───── Selected text
Armand Garnet Ruffo (born in Chapleau, Ontario) is a Canadian scholar, filmmaker, writer and poet of Anishinaabe-Ojibwe ancestry. He is a member of the Chapleau (Fox Lake) Cree First Nation.

Life
Since receiving degrees from York University, the University of Ottawa, and the University of Windsor,  he has worked primarily as a scholar, teacher and writer.  His scholarly and creative writing has appeared in numerous literary anthologies and journals.

In the past, Ruffo has taught creative writing at the Banff Centre for the Arts, in addition to Indigenous literature, at the En'owkin International School of Writing in Penticton, B.C., and at Carleton University in Ottawa.  He currently resides in Kingston, Ontario, and teaches at Queen's University where he is the Queen's National Scholar in Indigenous Literature.
──────────
───── Information supplied
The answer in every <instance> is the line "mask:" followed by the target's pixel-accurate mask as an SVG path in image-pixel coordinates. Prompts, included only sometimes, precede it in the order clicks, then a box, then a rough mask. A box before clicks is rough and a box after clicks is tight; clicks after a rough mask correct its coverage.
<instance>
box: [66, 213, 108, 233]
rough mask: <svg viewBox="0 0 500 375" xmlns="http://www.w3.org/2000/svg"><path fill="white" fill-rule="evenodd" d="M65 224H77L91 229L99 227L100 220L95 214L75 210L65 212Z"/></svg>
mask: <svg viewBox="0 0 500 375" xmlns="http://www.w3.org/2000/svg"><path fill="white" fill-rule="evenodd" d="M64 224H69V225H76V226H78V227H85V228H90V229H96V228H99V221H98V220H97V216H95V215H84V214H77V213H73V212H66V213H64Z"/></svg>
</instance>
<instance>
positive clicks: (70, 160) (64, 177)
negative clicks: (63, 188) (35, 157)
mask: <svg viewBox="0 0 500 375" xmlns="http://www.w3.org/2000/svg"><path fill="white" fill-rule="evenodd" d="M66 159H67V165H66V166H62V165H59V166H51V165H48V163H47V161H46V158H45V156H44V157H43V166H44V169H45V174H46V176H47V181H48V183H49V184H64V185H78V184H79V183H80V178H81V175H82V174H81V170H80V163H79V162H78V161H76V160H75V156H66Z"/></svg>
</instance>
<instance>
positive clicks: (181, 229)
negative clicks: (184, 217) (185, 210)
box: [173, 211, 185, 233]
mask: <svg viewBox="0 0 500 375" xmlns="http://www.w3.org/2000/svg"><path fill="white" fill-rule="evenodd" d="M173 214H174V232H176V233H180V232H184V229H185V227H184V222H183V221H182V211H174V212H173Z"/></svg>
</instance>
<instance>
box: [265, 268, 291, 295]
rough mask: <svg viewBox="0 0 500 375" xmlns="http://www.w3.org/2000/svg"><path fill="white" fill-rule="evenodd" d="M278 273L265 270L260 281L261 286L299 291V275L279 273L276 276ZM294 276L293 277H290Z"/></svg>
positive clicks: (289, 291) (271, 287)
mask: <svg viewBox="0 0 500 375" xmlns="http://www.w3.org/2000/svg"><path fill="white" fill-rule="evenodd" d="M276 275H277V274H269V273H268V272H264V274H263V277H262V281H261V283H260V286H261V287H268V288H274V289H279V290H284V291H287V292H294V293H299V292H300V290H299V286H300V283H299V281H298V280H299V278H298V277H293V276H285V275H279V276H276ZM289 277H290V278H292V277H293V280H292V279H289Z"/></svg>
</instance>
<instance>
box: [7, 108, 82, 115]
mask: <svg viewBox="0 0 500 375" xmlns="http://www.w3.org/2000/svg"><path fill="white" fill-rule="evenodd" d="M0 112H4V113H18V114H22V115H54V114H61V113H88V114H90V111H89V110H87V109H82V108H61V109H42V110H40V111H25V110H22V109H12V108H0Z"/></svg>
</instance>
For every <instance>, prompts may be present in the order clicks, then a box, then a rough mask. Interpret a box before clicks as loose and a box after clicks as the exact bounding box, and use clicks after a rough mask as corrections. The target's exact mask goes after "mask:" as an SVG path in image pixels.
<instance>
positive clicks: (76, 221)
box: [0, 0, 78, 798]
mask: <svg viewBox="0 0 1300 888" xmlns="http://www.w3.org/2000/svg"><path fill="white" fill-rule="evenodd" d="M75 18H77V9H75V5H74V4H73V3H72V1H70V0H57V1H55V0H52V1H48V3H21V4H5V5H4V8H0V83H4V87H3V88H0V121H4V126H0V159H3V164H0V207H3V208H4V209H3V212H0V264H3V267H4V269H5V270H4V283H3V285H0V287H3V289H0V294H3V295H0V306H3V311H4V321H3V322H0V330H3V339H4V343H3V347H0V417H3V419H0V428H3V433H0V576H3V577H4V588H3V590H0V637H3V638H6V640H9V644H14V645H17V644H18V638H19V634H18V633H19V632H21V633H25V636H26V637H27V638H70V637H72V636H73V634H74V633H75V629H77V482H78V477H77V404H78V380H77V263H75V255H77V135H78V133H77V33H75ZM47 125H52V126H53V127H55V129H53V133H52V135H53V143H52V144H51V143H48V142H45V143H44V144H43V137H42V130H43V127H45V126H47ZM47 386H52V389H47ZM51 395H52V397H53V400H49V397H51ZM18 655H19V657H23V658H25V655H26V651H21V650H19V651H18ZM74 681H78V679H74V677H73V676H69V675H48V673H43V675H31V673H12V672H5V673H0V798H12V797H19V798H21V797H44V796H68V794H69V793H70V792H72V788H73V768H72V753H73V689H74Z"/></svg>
──────────
--- Assigned task A ---
Render the records from their start through the line containing "224H77L91 229L99 227L100" as a Markdown table with the columns Row and Line, leaving out blank lines.
--- Assigned task B ---
Carry the biography of Armand Garnet Ruffo forward from the point where it stops.
The text and the records have no connection to each other.

--- Answer box A ---
| Row | Line |
|---|---|
| 1 | The answer in every <instance> is the line "mask:" followed by the target's pixel-accurate mask as an SVG path in image-pixel coordinates. Prompts, included only sometimes, precede it in the order clicks, then a box, then a rough mask. A box before clicks is rough and a box after clicks is tight; clicks after a rough mask correct its coverage. |
| 2 | <instance> |
| 3 | box: [66, 213, 108, 233] |
| 4 | rough mask: <svg viewBox="0 0 500 375" xmlns="http://www.w3.org/2000/svg"><path fill="white" fill-rule="evenodd" d="M65 224H77L91 229L99 227L100 220L95 214L75 210L65 212Z"/></svg> |

--- Answer box B ---
In 2014, Ruffo was awarded the Archibald Lampman Award for his poetry and was later nominated for the Governor General’s Literary Award in 2015. In 2017, Ruffo was awarded the Mayor's Arts Award by the City of Kingston for his publications.

His newest poetry book, TREATY#, was published in March 2019. Ruffo was nominated for the Governor General's Literary Award for Poetry.

In 2020 he was named the winner of the Latner Writers' Trust Poetry Prize.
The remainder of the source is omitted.